Extract the listing in its entirety, keeping each line identical to the original.

Data records:
+---+
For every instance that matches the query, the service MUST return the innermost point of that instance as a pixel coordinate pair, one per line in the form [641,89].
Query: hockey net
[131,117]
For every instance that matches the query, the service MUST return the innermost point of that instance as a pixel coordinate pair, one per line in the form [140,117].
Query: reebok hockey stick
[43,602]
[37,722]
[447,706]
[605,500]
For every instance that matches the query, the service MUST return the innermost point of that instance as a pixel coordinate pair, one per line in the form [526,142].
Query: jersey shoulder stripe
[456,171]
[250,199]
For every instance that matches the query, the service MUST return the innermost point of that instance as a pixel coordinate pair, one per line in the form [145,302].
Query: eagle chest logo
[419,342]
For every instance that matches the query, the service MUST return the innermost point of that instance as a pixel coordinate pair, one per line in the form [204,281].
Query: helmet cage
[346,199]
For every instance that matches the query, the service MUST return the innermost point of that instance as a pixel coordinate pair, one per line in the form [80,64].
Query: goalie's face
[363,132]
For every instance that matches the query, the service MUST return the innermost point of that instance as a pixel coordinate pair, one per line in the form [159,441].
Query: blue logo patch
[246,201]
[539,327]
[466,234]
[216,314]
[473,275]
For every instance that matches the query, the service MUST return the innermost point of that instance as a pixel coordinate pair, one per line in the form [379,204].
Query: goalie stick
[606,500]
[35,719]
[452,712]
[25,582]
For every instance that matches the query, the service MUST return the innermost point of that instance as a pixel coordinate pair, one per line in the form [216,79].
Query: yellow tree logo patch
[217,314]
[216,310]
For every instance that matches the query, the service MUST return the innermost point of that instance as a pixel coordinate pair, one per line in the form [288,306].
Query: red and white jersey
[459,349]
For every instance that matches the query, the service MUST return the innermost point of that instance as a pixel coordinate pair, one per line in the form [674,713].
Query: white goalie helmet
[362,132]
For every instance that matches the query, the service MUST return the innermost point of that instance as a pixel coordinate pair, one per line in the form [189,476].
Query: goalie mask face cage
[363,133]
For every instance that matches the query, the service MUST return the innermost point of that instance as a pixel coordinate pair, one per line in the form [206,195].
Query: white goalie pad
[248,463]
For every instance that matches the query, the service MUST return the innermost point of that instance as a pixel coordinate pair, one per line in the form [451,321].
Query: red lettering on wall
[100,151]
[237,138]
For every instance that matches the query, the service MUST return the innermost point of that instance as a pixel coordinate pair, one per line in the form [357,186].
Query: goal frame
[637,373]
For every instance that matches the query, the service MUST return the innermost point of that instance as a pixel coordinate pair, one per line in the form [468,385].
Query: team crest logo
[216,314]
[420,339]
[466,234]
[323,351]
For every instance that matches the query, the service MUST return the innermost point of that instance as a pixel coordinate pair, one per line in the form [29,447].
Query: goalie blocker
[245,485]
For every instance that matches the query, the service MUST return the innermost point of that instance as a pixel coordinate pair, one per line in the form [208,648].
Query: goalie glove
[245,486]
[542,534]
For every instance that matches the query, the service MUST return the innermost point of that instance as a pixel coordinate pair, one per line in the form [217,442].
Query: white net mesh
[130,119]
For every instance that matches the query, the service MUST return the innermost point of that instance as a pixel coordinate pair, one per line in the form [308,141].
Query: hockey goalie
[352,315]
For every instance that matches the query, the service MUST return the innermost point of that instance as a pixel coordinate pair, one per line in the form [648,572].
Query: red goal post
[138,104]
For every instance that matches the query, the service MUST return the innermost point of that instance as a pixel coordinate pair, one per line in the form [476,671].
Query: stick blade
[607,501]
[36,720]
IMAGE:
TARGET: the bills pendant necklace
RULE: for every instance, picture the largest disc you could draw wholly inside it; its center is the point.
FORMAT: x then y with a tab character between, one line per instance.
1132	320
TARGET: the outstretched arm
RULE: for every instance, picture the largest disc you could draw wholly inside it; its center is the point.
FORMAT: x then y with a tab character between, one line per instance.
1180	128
+---+
Answer box:
For every instance that matches the query, the service MUST return the innermost point of that instance as a pixel coordinate pair, one per line in the form [641,89].
Query: hockey net
[131,117]
For every instance that matches the query, the service MUST return the innermost point of that instance as a pixel coordinate pair, one per line in the form [140,117].
Query: reebok hockey stick
[43,602]
[37,722]
[447,706]
[605,500]
For every instance that matches the query, the service MUST return the innermost point of that instance as a pixel coordinate pair, one per line in the form [526,142].
Query: jersey shoulder stripe
[456,171]
[250,199]
For every instance that matches the query, the service MUST return the innermost point of that instance as a pixel coordinate pair, one per line in the form [145,302].
Query: eagle chest logo
[419,342]
For every instance that matches the query, the service MUST return the innermost point of that instance as a pixel coordinate pair, one per line in the form [204,281].
Query: helmet cage
[346,199]
For every instance that matches the query, the service MUST return the innermost point of that instance as a pixel coordinate pair, one per line in the form [80,64].
Query: goalie's face
[363,132]
For every instance that matches the query, the service MUST return the innermost point of that instance as a pixel coordinate pair, one per line in the form [159,441].
Query: blue logo patch
[246,201]
[539,327]
[466,234]
[216,314]
[473,275]
For every instance that matches the query, the service MUST return the innermost point of that instance as a pixel coordinate pair, one per line in the form [379,204].
Query: goalie stick
[606,500]
[35,719]
[452,712]
[25,582]
For every instance that matches the query, the service MUST return the innermost point of that instance as a pixel coordinate pair, one per line in the form [216,79].
Query: yellow tree logo patch
[217,314]
[216,310]
For every instance that matches the query, the service MUST return the innermost point of that instance as a pixel coordinate pair, one per line in the form [288,306].
Query: red and white jersey
[459,349]
For every instance that matches the query, the service MUST return the innermost point of that instance as a pixel coordinate pair, one per line in the form [674,713].
Query: white goalie helmet
[362,132]
For every instance that matches the query, the service MUST return the innermost point of that instance as a pixel coordinate pair, one per line in the form [189,476].
Query: goalie mask face cage
[363,133]
For every instance that matches the query, the service MUST return the innermost point of that instance as a pixel coordinate pair, one per line in the form [206,195].
Query: white goalie pad
[248,463]
For every instance that matches the query, the service MUST return the innermost point of that instance as a pixel coordinate pair, one per line in the form [451,321].
Query: red lettering on wall
[100,151]
[237,138]
For every instance that matches the query, the service MUST return the innermost point of that instance as a pixel coordinate pair, one per line in the form [357,186].
Query: goal frame
[637,373]
For every instance that matches the query, the service MUST return the innermost point of that instance as a pixel coordinate pair, one per line in the form [468,385].
Query: team crest logo
[216,314]
[420,339]
[466,234]
[323,351]
For every instance that matches the query, the service MUST return the innermost point of that instance as a pixel coordinate pair, one per line in the form [29,447].
Query: goalie blocker
[245,485]
For every instance that matches the query, the service MUST return the innermost point of that instance as a pixel coordinate pair, one per line in the form [208,648].
Query: goalie glove
[245,486]
[542,534]
For every instance that matches the query, the service MUST return the innermost point of that instance as a pixel coordinate pair, one per line in the form [217,442].
Query: white net mesh
[130,119]
For every instance that matches the query, the service MUST return the innermost point of that instance as a pixel coordinate pair, one per line in the form [308,141].
Query: hockey goalie
[352,315]
For every instance that matches the query, the service MUST return the innermost point of that instance as a pixel coordinate pair, one per line in the form [648,572].
Query: red goal post
[138,104]
For every instance that matches the query, the service MUST return the innermost point of that instance as a pixel coordinate pair, one per line in the form [476,671].
Query: stick blade
[607,501]
[36,720]
IMAGE:
TARGET: the bills pendant necklace
RULE: for every instance, picture the largest disc you could draw wholly inside it; its center is the point.
FORMAT: x then y with a tab character between, one line per instance.
1132	320
TARGET: the outstretched arm
RULE: for every instance, picture the largest disc you could draw wholly inside it; its center is the point.
FORMAT: x then y with a tab character between, one line per instance.
1180	128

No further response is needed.